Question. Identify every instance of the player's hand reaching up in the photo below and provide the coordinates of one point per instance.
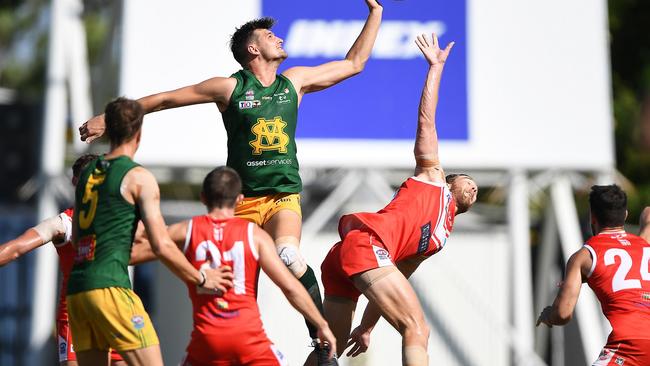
(93, 129)
(218, 279)
(326, 337)
(431, 50)
(359, 340)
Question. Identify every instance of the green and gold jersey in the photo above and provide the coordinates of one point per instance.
(105, 224)
(261, 126)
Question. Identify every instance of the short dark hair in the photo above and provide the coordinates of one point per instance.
(81, 163)
(123, 119)
(242, 36)
(450, 178)
(221, 187)
(608, 204)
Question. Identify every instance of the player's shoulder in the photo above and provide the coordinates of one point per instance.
(425, 181)
(141, 175)
(69, 212)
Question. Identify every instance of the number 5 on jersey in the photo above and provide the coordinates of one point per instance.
(620, 281)
(90, 196)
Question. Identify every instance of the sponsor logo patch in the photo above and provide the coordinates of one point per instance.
(63, 349)
(248, 104)
(425, 236)
(85, 249)
(222, 304)
(269, 136)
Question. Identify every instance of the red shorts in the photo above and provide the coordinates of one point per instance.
(65, 347)
(239, 347)
(359, 251)
(633, 352)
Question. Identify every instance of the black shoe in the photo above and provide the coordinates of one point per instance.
(321, 355)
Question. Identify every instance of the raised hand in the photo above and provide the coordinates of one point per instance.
(544, 317)
(373, 4)
(359, 340)
(218, 279)
(93, 129)
(432, 52)
(325, 336)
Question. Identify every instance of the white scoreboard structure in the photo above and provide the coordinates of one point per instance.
(526, 88)
(527, 84)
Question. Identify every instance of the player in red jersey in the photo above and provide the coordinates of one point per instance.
(227, 326)
(616, 265)
(379, 251)
(58, 230)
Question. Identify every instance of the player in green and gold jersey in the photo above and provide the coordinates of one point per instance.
(112, 195)
(259, 108)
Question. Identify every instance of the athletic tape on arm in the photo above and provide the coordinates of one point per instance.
(49, 229)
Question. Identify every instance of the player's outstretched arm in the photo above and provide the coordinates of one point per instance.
(310, 79)
(144, 188)
(644, 224)
(561, 312)
(426, 137)
(48, 230)
(141, 251)
(292, 289)
(214, 90)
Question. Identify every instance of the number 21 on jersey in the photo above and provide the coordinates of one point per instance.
(620, 280)
(234, 255)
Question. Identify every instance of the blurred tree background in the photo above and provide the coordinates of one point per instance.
(23, 53)
(629, 24)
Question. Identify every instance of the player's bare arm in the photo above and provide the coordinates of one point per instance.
(52, 229)
(426, 139)
(215, 90)
(292, 289)
(142, 189)
(644, 224)
(311, 79)
(561, 312)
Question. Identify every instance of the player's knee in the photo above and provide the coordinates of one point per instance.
(414, 326)
(292, 258)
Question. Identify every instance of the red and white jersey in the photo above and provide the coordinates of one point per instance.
(211, 243)
(620, 277)
(417, 221)
(66, 260)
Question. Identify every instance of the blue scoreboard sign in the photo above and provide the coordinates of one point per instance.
(380, 103)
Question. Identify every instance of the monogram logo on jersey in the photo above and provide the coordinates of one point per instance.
(269, 135)
(425, 235)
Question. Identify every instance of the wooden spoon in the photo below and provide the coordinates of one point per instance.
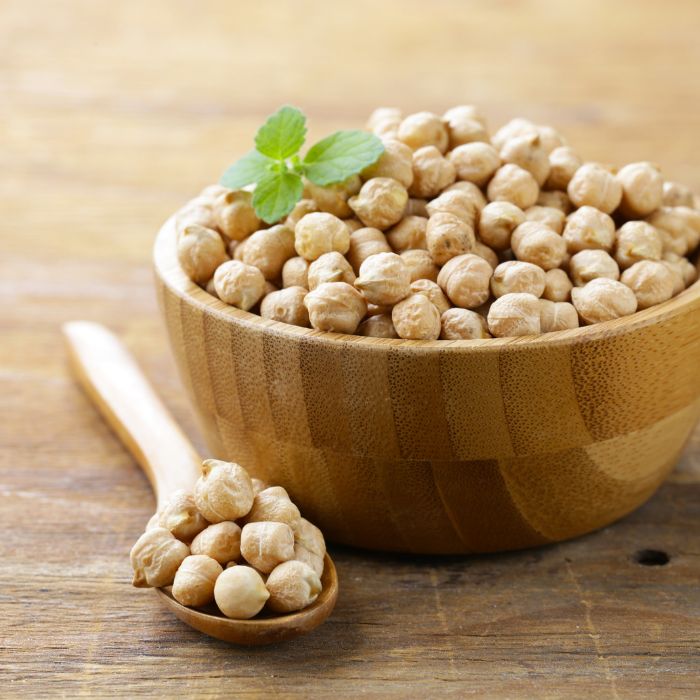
(114, 382)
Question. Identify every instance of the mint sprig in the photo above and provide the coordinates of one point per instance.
(276, 168)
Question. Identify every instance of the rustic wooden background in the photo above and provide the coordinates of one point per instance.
(111, 115)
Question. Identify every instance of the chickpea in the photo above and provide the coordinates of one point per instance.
(333, 199)
(537, 244)
(563, 163)
(295, 272)
(557, 285)
(264, 545)
(195, 579)
(497, 222)
(642, 189)
(515, 127)
(377, 309)
(318, 233)
(239, 284)
(221, 542)
(156, 557)
(463, 324)
(516, 276)
(380, 203)
(513, 184)
(236, 249)
(549, 216)
(330, 267)
(420, 265)
(455, 202)
(651, 281)
(200, 251)
(603, 299)
(199, 211)
(309, 545)
(592, 185)
(240, 592)
(235, 215)
(335, 306)
(293, 585)
(676, 195)
(268, 250)
(588, 265)
(154, 521)
(379, 326)
(588, 228)
(676, 226)
(181, 517)
(513, 315)
(274, 505)
(286, 306)
(353, 224)
(416, 318)
(433, 292)
(223, 491)
(366, 242)
(424, 129)
(557, 316)
(384, 279)
(475, 162)
(635, 241)
(677, 272)
(432, 172)
(686, 269)
(470, 189)
(416, 207)
(526, 152)
(556, 200)
(483, 251)
(692, 230)
(382, 114)
(210, 288)
(258, 486)
(448, 236)
(301, 209)
(465, 280)
(396, 162)
(408, 234)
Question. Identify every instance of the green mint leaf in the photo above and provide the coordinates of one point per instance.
(251, 168)
(341, 155)
(283, 134)
(276, 194)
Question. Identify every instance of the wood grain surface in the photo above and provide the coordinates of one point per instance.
(111, 115)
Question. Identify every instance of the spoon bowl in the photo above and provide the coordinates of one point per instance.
(114, 382)
(264, 630)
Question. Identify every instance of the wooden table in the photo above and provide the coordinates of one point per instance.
(111, 115)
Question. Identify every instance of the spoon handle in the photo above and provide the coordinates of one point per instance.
(116, 385)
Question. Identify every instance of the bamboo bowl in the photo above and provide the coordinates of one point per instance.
(441, 447)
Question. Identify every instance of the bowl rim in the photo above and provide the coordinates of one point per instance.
(168, 269)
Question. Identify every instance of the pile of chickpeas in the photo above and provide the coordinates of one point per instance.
(452, 234)
(235, 542)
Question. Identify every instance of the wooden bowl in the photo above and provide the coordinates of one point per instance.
(441, 447)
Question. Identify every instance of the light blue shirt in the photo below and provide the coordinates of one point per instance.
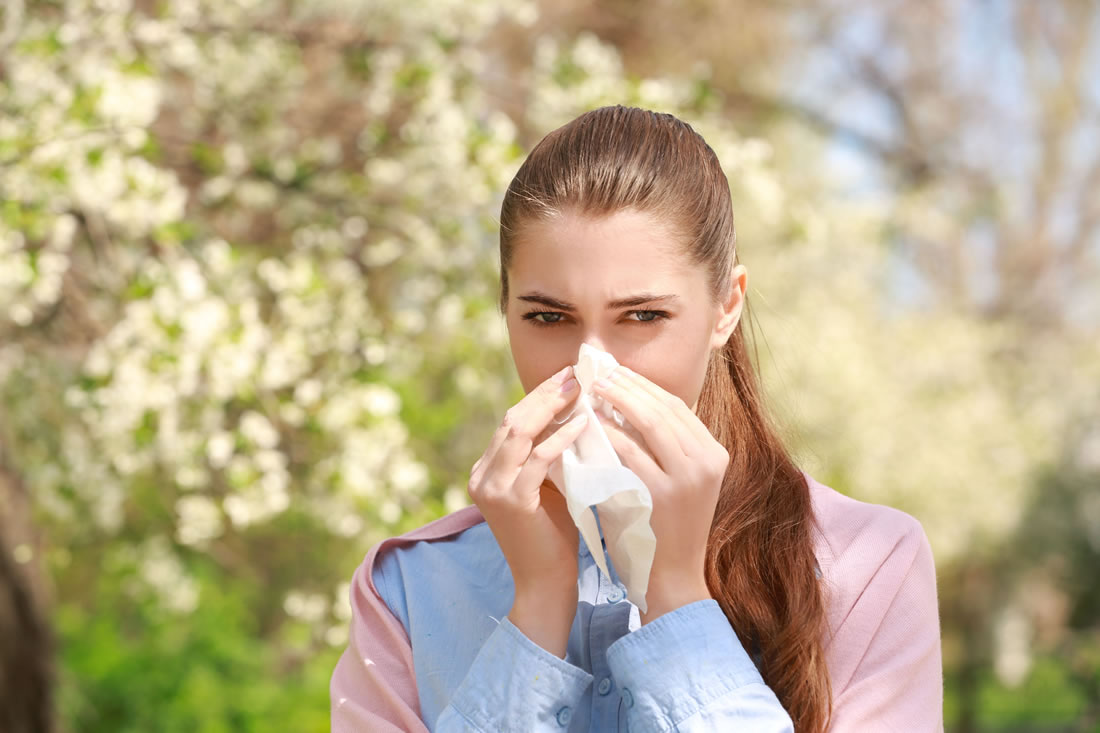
(476, 671)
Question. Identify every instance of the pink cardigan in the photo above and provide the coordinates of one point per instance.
(882, 646)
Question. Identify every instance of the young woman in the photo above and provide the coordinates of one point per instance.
(773, 603)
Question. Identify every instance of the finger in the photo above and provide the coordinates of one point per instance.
(529, 417)
(636, 458)
(664, 435)
(678, 406)
(545, 453)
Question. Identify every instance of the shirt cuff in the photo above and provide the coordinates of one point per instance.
(516, 686)
(677, 665)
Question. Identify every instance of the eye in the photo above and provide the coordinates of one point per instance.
(655, 315)
(554, 317)
(534, 316)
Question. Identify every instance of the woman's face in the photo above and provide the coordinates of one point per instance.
(567, 284)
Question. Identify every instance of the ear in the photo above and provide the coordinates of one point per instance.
(729, 313)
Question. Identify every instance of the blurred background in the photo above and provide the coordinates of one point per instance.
(248, 326)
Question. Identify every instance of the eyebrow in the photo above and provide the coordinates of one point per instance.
(641, 298)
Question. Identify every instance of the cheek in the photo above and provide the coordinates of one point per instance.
(535, 359)
(682, 375)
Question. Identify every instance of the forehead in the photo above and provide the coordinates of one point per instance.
(626, 249)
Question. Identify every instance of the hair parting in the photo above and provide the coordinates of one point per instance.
(760, 564)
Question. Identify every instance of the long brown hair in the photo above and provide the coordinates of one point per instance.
(760, 562)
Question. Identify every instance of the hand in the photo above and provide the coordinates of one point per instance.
(683, 467)
(528, 515)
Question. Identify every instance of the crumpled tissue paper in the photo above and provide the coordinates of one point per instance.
(591, 474)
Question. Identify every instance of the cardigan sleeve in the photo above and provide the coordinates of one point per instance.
(884, 651)
(373, 686)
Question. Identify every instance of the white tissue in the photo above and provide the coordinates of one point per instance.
(590, 473)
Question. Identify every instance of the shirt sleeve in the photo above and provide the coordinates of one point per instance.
(688, 671)
(887, 668)
(373, 686)
(515, 686)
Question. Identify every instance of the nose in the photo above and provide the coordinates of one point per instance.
(595, 342)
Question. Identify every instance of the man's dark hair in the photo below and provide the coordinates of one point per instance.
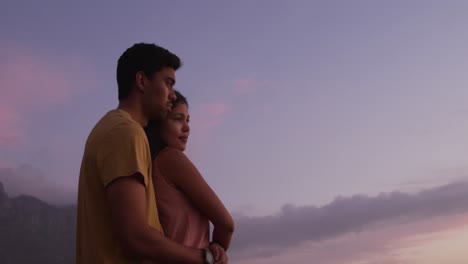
(145, 57)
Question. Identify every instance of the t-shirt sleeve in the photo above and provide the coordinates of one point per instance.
(124, 152)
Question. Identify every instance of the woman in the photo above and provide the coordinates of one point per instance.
(186, 203)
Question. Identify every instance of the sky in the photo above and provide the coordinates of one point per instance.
(333, 131)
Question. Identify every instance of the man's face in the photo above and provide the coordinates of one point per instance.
(157, 102)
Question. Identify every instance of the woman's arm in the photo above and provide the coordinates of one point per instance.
(178, 169)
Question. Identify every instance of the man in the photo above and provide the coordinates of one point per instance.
(117, 214)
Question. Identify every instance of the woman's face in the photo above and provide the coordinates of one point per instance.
(175, 129)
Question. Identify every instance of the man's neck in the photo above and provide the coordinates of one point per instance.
(134, 111)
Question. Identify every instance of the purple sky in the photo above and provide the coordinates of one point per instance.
(291, 102)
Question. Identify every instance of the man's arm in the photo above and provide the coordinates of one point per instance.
(127, 199)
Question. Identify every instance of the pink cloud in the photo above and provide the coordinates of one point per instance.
(384, 245)
(30, 82)
(247, 85)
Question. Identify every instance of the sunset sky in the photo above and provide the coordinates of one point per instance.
(334, 131)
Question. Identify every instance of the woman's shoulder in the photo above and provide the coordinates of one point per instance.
(171, 155)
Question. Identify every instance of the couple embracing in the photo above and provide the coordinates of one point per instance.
(140, 198)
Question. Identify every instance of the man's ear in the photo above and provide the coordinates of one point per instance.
(140, 80)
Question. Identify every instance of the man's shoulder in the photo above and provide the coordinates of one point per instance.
(115, 123)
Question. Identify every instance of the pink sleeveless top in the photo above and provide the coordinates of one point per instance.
(180, 219)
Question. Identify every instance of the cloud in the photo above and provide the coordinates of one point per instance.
(247, 85)
(27, 180)
(10, 134)
(32, 81)
(388, 244)
(296, 225)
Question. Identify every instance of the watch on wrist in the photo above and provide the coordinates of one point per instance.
(209, 259)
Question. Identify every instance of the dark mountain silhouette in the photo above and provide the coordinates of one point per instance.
(32, 231)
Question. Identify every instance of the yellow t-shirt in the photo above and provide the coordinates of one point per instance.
(116, 147)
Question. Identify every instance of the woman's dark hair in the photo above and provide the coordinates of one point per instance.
(153, 127)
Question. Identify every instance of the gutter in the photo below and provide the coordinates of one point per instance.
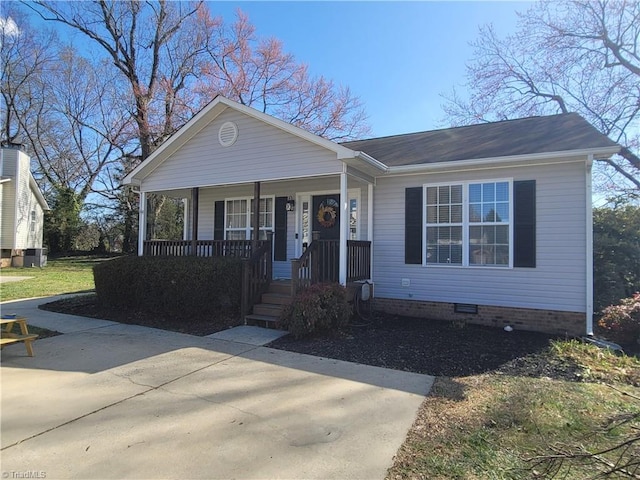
(533, 158)
(368, 159)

──────────

§ What this task involves
Write the lines from the line containing "Question. Identify every instance of the pink sleeveless" through the last line of the data out again exactly, and only those lines; pictures stay out.

§ Response
Question. Identify every instance of the pink sleeveless top in the photo above and provide the coordinates of one point per instance.
(180, 219)
Question. Identify every instance of the cloud in the photo above and provide the coordinates of one point per instance.
(247, 85)
(27, 180)
(10, 134)
(32, 81)
(388, 244)
(296, 225)
Question. Identify every instance of the watch on wrist in the photo above and provide the coordinates of one point per instance.
(209, 259)
Question. Identify every instance of the dark mountain silhouette in the photo above and provide the coordinates of one point per instance.
(32, 231)
Question. Identify every instance of the yellow t-shirt in the photo above and provide the coordinates of one point per instance.
(116, 147)
Question. Identify every instance of the woman's dark hair in the photo above and provide the coordinates of one point per instance.
(153, 127)
Question. Identify every instance of the gutter in the photo below and provide the coordinates of one point per instance.
(533, 158)
(368, 159)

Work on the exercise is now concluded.